• [What this task involves]
In the page below on choosing embedded system components, what range of resistance values do metal film resistors have?

Component selection criteria for embedded systems

As an embedded system designer, you will always have to choose components for your projects. This choice is always made on the basis of the project that you are working on. It’s costs, functionality, and application are essential factors. In this post, we will take a look at the component selection criteria for embedded systems for four major components. Resistors, capacitors, inductors, and transistors.

Resistors

Passive components are the electronic components that cannot process an electrical signal without external energy. A resistor is a passive component. Resistors are famously known for their feature of controlling the flow of electric current. Resistance is a resistor’s ability to oppose the flow of current. We use the unit ohms (Ω) to express it. Resistors don’t have any polarity, and you can connect them in any direction. They act as a load and thus are heat-dissipating elements. They also divide the voltage across their nodes.

What are the different types of resistors?

• Resistor
  • Linear
    • Fixed value
      • Carbon composition
      • Metal film
      • Wire wound
    • Variable value
      • Wire wound
      • Potentiometer
      • Trimmers
  • Non-linear
    • Thermistor
    • LDR (Light-dependent resistor)
    • Varistor
    • Photoresistor

Carbon composition

Carbon composition resistors are made up of carbon granules. Insulating materials are also added, which determines the resistance. Carbon composition resistors have a resistance value ranging from 2.7Ω to 22MΩ. They have a tolerance between +/-5% to +/-20%.

Metal film

Metal film resistors are formed by depositing a thin metal layer on cylindrical insulating support. These resistors have a resistance value ranging from 10Ω to 10kΩ. They have a tolerance between +/-1% to +/-5%.

Wire wound

Wire wound resistors have a resistance 1Ω – 100kΩ. And a tolerance between +/-1% to +/-10%

Variable resistors

As the name states, these are resistors whose value can vary depending on some controlling mechanism. Some of these resistors have values that vary in relation to parameters like temperature and incident light. They find applications in everyday items like fan controllers and light dimmers.

What is the selection criteria for selecting a resistor for embedded systems projects?

We should select resistors on the basis of the following parameters:

1. Low noise. As current passes through a resistor, it heats up. Thermal noise generates due to the movement of electrons. This should be as low as possible.
2. They should be stable under high-frequency operations. As circuits become fast, resistors must respond appropriately.
3. They should be cost-efficient.
4. Accuracy is another important aspect to consider.
5. Resistors should have low tolerance values and low thermal coefficients.

Capacitors

Capacitors are two-terminal devices that store electrical charge. We can calculate this charge using the formula Q=CV when the power source is DC. Here C is the capacitance, and V is the potential difference across the two plates. Capacitance is the capacity of a capacitor to store charge per unit potential difference. The units for representing the capacitance of a capacitor are usually in μF or pF. Capacitors offer low impedance to alternating current (AC) but high impedance to direct current (DC).

What are the different types of capacitors?

• [Information given]
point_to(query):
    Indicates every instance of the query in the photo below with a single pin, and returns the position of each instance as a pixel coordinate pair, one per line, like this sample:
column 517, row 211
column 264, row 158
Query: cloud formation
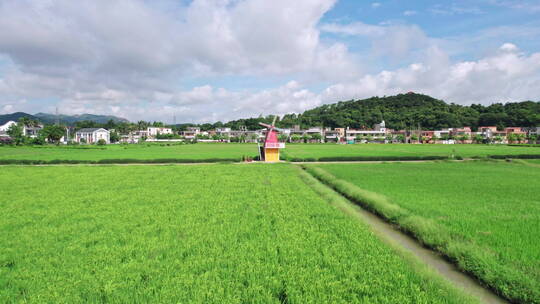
column 135, row 58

• [Exercise result]
10Ω to 10kΩ